━━ Supplied data ━━
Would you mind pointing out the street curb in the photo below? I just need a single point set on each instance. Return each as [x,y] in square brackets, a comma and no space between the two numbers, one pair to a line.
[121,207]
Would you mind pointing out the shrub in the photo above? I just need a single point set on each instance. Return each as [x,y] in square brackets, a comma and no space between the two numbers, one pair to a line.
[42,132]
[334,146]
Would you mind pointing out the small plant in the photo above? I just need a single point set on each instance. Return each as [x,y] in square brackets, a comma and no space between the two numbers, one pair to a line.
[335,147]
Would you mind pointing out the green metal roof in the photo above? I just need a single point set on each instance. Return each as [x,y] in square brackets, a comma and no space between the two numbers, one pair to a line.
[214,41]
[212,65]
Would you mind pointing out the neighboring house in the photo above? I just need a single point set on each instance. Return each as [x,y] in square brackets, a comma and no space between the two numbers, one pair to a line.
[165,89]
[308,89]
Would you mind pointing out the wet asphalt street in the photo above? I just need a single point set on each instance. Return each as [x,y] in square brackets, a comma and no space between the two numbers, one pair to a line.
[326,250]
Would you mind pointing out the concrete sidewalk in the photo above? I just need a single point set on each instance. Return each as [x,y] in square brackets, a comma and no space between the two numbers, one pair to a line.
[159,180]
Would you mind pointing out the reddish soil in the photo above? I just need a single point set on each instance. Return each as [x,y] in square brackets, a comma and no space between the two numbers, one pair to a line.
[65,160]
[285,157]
━━━
Directions for this task = Each record above, from first to last, should be written out again exactly.

Result =
Would you mind pointing out the street curb in the photo below? I just need a single point set on each instance. Return each as [x,y] in square brackets, a comma and no space between the two numbers, one pair to a line.
[121,207]
Would you mind pointing out the shrub in the photo above? I just need a single point set on each instance. Return each as [x,y] in square brackets, a comma and no space between the two numbers, one pair to a line.
[42,132]
[334,146]
Would you mind pointing out the small plant in the photo above? I just need a single point set on each instance. Return each as [x,y] in square brackets, a comma and no space between the two numbers, one pair to a line.
[335,147]
Would you mind pointing out the green metal roof in the photo above? I just need a single point set on each instance. Return each as [x,y] in square brackets, a comma and no space between the two numbers, one pair to a line.
[214,41]
[212,65]
Would you mind pointing out the neighboring house in the photo above? I just need a single point set on each instance. Return each as [x,y] in square brackets, a comma and no space between the two numbers, one pair to a line.
[165,89]
[308,89]
Would you mind pointing out the wet asphalt street in the photo above? I just need a single point set on each instance. Return each as [x,y] in square brackets, a comma and no space between the two numbers, one pair to a line.
[326,250]
Would you mind pointing out the concrete sidewalk in the photo above? I just need a single point set on each instance. Return each as [x,y] in square brackets, a comma and no space between the two numbers, one pair to a line.
[159,180]
Would you mind pointing out the reddish soil in the photo above? I just need a single point set on each instance. Return each as [x,y] in square brackets, a comma and no space between the two numbers, one pair to a line.
[65,160]
[285,157]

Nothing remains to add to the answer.